TASK PROMPT: Find every line below where the word "railing" occurs, then give how many you found and nothing else.

(Stored data entries)
________

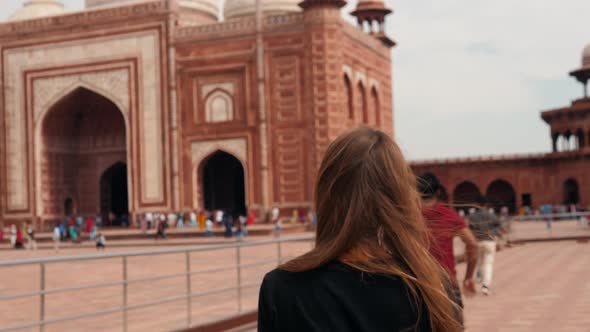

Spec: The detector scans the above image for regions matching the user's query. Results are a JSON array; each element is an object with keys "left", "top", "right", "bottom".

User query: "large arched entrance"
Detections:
[
  {"left": 39, "top": 87, "right": 127, "bottom": 220},
  {"left": 201, "top": 151, "right": 246, "bottom": 216},
  {"left": 563, "top": 178, "right": 580, "bottom": 205},
  {"left": 100, "top": 162, "right": 129, "bottom": 225},
  {"left": 486, "top": 179, "right": 516, "bottom": 213},
  {"left": 453, "top": 181, "right": 481, "bottom": 207}
]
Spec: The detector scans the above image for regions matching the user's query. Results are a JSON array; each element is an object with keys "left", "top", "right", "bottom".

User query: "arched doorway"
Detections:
[
  {"left": 486, "top": 179, "right": 516, "bottom": 213},
  {"left": 100, "top": 162, "right": 129, "bottom": 225},
  {"left": 453, "top": 181, "right": 481, "bottom": 207},
  {"left": 64, "top": 198, "right": 74, "bottom": 217},
  {"left": 201, "top": 151, "right": 246, "bottom": 216},
  {"left": 563, "top": 178, "right": 580, "bottom": 205},
  {"left": 40, "top": 87, "right": 127, "bottom": 219}
]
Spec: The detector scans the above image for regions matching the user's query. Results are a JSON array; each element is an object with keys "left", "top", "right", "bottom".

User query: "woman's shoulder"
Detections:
[{"left": 262, "top": 261, "right": 404, "bottom": 291}]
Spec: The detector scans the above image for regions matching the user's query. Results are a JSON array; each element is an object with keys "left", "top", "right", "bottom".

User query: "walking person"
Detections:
[
  {"left": 417, "top": 172, "right": 478, "bottom": 314},
  {"left": 155, "top": 220, "right": 167, "bottom": 240},
  {"left": 15, "top": 226, "right": 24, "bottom": 249},
  {"left": 26, "top": 223, "right": 37, "bottom": 251},
  {"left": 145, "top": 212, "right": 153, "bottom": 230},
  {"left": 258, "top": 128, "right": 462, "bottom": 332},
  {"left": 52, "top": 224, "right": 61, "bottom": 253},
  {"left": 96, "top": 233, "right": 106, "bottom": 251},
  {"left": 176, "top": 212, "right": 184, "bottom": 229},
  {"left": 271, "top": 206, "right": 279, "bottom": 224},
  {"left": 198, "top": 211, "right": 207, "bottom": 230},
  {"left": 469, "top": 199, "right": 503, "bottom": 295},
  {"left": 205, "top": 218, "right": 214, "bottom": 237},
  {"left": 10, "top": 224, "right": 17, "bottom": 248},
  {"left": 190, "top": 211, "right": 197, "bottom": 228}
]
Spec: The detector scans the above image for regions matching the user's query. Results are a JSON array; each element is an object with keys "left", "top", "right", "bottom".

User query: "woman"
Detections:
[{"left": 258, "top": 128, "right": 461, "bottom": 332}]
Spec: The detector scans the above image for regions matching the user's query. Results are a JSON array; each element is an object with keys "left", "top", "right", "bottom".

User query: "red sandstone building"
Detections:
[
  {"left": 412, "top": 45, "right": 590, "bottom": 214},
  {"left": 0, "top": 0, "right": 395, "bottom": 227}
]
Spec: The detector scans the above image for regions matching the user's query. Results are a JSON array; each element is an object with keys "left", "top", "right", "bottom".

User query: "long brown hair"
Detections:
[{"left": 280, "top": 127, "right": 462, "bottom": 332}]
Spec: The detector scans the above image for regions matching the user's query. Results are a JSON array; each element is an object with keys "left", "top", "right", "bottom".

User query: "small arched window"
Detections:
[
  {"left": 205, "top": 89, "right": 234, "bottom": 123},
  {"left": 371, "top": 87, "right": 380, "bottom": 126},
  {"left": 358, "top": 82, "right": 368, "bottom": 123},
  {"left": 344, "top": 74, "right": 354, "bottom": 120}
]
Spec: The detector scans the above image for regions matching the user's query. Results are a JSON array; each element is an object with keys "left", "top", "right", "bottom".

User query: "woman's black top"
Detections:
[{"left": 258, "top": 261, "right": 431, "bottom": 332}]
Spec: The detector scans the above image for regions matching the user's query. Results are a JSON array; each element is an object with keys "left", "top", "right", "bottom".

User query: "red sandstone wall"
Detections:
[{"left": 412, "top": 154, "right": 590, "bottom": 210}]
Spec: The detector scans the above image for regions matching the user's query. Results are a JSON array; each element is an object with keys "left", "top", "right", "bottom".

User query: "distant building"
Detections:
[
  {"left": 0, "top": 0, "right": 395, "bottom": 227},
  {"left": 412, "top": 44, "right": 590, "bottom": 213}
]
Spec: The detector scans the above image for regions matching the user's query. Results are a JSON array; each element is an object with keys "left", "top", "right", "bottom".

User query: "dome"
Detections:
[
  {"left": 85, "top": 0, "right": 219, "bottom": 18},
  {"left": 583, "top": 43, "right": 590, "bottom": 68},
  {"left": 9, "top": 0, "right": 66, "bottom": 21},
  {"left": 224, "top": 0, "right": 301, "bottom": 20}
]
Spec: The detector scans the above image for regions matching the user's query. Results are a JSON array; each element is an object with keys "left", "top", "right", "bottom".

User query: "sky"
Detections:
[{"left": 2, "top": 0, "right": 589, "bottom": 160}]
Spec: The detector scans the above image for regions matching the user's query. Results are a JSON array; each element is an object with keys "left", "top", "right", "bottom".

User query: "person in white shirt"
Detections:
[
  {"left": 10, "top": 224, "right": 16, "bottom": 248},
  {"left": 52, "top": 225, "right": 61, "bottom": 253},
  {"left": 145, "top": 212, "right": 153, "bottom": 230},
  {"left": 205, "top": 219, "right": 214, "bottom": 237},
  {"left": 215, "top": 210, "right": 224, "bottom": 225}
]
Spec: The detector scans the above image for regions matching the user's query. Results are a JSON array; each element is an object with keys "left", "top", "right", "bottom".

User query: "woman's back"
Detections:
[{"left": 258, "top": 261, "right": 429, "bottom": 332}]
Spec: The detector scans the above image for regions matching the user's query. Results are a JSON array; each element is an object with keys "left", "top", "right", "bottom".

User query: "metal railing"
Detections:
[
  {"left": 510, "top": 211, "right": 588, "bottom": 221},
  {"left": 0, "top": 234, "right": 315, "bottom": 332}
]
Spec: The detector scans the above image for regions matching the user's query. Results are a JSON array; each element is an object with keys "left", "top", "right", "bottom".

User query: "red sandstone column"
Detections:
[{"left": 300, "top": 0, "right": 347, "bottom": 172}]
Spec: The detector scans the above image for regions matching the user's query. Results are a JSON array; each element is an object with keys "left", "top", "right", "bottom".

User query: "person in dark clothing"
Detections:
[
  {"left": 258, "top": 128, "right": 462, "bottom": 332},
  {"left": 260, "top": 261, "right": 431, "bottom": 332},
  {"left": 155, "top": 220, "right": 167, "bottom": 240}
]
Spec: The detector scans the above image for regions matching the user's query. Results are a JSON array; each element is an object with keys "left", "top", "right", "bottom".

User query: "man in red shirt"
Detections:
[{"left": 418, "top": 173, "right": 478, "bottom": 307}]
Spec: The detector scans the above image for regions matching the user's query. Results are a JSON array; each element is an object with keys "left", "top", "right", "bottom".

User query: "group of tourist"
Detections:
[
  {"left": 0, "top": 223, "right": 38, "bottom": 250},
  {"left": 139, "top": 209, "right": 257, "bottom": 240},
  {"left": 51, "top": 214, "right": 106, "bottom": 252}
]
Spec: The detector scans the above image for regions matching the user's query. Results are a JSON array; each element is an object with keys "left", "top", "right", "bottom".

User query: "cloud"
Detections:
[{"left": 383, "top": 0, "right": 589, "bottom": 159}]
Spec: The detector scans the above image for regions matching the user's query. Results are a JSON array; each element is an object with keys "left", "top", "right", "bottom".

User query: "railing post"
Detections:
[
  {"left": 186, "top": 251, "right": 192, "bottom": 327},
  {"left": 40, "top": 263, "right": 45, "bottom": 332},
  {"left": 236, "top": 246, "right": 242, "bottom": 312},
  {"left": 276, "top": 241, "right": 282, "bottom": 266},
  {"left": 122, "top": 256, "right": 128, "bottom": 332}
]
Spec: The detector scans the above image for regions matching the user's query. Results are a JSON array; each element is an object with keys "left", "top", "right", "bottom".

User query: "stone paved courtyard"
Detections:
[{"left": 1, "top": 222, "right": 589, "bottom": 331}]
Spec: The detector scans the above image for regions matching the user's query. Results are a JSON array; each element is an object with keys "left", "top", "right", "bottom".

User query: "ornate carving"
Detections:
[
  {"left": 0, "top": 1, "right": 169, "bottom": 38},
  {"left": 263, "top": 13, "right": 303, "bottom": 29},
  {"left": 33, "top": 69, "right": 130, "bottom": 122},
  {"left": 175, "top": 17, "right": 256, "bottom": 41},
  {"left": 205, "top": 90, "right": 234, "bottom": 123},
  {"left": 175, "top": 13, "right": 303, "bottom": 41},
  {"left": 191, "top": 138, "right": 247, "bottom": 167},
  {"left": 4, "top": 29, "right": 164, "bottom": 212}
]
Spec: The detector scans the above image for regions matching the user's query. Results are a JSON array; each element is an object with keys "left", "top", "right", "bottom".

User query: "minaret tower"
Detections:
[
  {"left": 570, "top": 44, "right": 590, "bottom": 98},
  {"left": 351, "top": 0, "right": 395, "bottom": 47}
]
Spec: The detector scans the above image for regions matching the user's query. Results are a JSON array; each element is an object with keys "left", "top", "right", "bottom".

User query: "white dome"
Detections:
[
  {"left": 9, "top": 0, "right": 66, "bottom": 21},
  {"left": 583, "top": 43, "right": 590, "bottom": 67},
  {"left": 86, "top": 0, "right": 219, "bottom": 18},
  {"left": 224, "top": 0, "right": 301, "bottom": 20}
]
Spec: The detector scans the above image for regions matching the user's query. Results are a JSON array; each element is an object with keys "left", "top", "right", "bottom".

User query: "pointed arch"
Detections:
[
  {"left": 198, "top": 150, "right": 246, "bottom": 215},
  {"left": 563, "top": 178, "right": 580, "bottom": 205},
  {"left": 358, "top": 81, "right": 368, "bottom": 123},
  {"left": 204, "top": 88, "right": 234, "bottom": 123},
  {"left": 453, "top": 181, "right": 482, "bottom": 207},
  {"left": 344, "top": 73, "right": 354, "bottom": 120},
  {"left": 486, "top": 179, "right": 516, "bottom": 213},
  {"left": 35, "top": 86, "right": 130, "bottom": 220},
  {"left": 371, "top": 86, "right": 380, "bottom": 126}
]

________

ANSWER: 2